***** Data section *****

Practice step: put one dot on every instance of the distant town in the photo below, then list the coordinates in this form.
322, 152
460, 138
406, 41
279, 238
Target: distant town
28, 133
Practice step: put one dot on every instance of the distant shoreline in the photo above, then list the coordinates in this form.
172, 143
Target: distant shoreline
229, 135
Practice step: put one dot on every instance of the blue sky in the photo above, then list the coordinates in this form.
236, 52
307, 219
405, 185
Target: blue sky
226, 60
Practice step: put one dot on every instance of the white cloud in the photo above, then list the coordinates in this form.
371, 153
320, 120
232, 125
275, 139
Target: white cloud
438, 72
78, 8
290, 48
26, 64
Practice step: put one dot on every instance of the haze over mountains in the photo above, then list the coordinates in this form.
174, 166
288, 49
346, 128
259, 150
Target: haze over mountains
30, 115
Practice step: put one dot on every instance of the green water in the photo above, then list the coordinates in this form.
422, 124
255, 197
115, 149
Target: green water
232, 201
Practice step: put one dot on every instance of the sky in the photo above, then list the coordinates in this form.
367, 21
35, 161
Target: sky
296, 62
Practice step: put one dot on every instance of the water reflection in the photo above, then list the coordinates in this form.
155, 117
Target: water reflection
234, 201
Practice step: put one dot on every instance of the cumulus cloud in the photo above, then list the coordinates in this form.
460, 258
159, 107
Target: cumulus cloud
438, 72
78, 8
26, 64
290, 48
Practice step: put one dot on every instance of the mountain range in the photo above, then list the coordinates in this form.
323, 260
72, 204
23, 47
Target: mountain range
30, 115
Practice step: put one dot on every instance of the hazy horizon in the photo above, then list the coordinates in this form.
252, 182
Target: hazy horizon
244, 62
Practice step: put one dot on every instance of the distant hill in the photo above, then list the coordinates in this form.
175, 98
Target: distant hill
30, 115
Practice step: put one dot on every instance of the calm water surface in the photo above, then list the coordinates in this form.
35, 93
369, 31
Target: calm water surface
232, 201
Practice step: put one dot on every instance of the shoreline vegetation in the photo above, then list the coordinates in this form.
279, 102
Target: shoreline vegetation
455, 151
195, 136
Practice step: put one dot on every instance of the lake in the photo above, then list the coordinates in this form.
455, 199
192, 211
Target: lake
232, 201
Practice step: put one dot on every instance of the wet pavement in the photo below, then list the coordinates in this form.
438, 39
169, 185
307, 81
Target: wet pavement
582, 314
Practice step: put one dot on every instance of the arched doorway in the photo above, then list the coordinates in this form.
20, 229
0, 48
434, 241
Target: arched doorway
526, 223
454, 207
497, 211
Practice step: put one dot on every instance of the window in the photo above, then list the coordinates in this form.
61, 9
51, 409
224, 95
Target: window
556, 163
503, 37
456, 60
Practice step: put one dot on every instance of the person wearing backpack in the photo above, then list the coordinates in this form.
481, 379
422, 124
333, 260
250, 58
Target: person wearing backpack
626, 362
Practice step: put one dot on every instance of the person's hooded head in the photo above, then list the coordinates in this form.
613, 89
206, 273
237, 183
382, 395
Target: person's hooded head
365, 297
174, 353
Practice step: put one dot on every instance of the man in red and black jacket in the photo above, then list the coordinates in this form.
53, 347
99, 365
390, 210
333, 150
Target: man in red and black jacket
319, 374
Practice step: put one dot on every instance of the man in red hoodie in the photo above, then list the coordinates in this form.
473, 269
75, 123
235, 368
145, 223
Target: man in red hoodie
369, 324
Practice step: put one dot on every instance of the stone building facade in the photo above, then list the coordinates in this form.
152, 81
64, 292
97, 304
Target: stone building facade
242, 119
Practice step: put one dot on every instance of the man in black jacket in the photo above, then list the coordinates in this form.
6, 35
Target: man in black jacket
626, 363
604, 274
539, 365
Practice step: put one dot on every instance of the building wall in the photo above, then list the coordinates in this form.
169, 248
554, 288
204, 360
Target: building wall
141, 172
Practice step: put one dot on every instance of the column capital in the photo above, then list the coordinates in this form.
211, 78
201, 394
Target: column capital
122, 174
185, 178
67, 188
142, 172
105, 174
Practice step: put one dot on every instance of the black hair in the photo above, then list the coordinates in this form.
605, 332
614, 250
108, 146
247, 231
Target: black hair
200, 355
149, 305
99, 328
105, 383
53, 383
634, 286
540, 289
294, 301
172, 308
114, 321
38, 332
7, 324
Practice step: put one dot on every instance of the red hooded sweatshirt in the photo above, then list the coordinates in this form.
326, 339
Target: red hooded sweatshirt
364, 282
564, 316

*****

What is being asked> Count the lines above that contain "below", and give only the number.

Output for this exercise> 2